→ **TASK**: In the data between the lines containing "Mark every instance of the wildfire" and "[(248, 192)]", inclusive, swap "fire truck" for "fire engine" and leave everything else as it is. Give back only those lines.

→ **MATERIAL FOR THIS EXERCISE**:
☆ ☆ ☆ ☆

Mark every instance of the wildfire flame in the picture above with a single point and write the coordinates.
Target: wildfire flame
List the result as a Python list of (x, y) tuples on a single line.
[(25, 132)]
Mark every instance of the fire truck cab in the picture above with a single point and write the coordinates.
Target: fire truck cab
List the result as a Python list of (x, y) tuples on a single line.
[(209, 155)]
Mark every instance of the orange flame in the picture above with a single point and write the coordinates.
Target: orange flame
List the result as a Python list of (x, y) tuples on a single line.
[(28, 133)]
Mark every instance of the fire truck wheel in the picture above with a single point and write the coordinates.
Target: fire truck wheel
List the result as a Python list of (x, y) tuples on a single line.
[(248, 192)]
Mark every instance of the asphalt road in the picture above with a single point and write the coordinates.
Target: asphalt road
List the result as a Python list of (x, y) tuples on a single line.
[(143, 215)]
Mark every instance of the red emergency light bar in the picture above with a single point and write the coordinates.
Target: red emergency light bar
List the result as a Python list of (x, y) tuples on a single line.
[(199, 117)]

☆ ☆ ☆ ☆

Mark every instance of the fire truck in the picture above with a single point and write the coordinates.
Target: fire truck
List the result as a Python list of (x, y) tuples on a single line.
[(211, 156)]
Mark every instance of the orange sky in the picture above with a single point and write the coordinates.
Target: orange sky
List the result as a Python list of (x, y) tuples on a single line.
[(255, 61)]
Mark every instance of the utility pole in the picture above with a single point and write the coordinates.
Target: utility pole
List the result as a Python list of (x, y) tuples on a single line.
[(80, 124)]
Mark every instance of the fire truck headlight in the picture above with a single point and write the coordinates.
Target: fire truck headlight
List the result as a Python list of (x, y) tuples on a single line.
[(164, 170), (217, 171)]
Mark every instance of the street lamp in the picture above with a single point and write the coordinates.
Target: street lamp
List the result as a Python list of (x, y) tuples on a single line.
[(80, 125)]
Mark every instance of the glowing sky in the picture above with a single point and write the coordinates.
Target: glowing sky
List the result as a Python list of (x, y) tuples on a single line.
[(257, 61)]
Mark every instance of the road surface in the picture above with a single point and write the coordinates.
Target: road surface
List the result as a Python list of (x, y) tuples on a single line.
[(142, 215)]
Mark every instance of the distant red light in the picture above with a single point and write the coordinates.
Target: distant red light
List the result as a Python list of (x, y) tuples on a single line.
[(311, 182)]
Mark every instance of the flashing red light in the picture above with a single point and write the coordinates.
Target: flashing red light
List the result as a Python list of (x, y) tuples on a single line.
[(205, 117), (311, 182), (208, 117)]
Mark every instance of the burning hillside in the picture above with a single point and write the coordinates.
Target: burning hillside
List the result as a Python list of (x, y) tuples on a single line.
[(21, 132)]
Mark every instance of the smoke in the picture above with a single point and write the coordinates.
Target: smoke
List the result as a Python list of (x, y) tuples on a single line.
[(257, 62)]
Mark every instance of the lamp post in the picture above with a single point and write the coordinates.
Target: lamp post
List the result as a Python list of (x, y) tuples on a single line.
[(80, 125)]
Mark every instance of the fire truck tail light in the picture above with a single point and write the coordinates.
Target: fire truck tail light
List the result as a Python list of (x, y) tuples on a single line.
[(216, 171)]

☆ ☆ ☆ ☆

→ **RESULT BELOW**:
Mark every instance of the wildfire flame in the picture above with a single point and write the coordinates.
Target: wildfire flame
List the result as a Python list of (x, y) tuples on a single line.
[(25, 132)]
Mark every instance of the fire engine cab in the picture above with a single point and write the coordinates.
Target: fire engine cab
List the result as a Python list of (x, y) tuples on a single line.
[(209, 155)]
Mark every instance of the orange flame in the picture above with a single point and write the coordinates.
Target: orange flame
List the result as a Python list of (x, y) tuples on a single line.
[(28, 133)]
Mark every instance of the fire engine wheel in the picture above with a single point and write the coordinates.
Target: fire engine wheel
List the result as a Python list of (x, y) tuples on a single line.
[(248, 192)]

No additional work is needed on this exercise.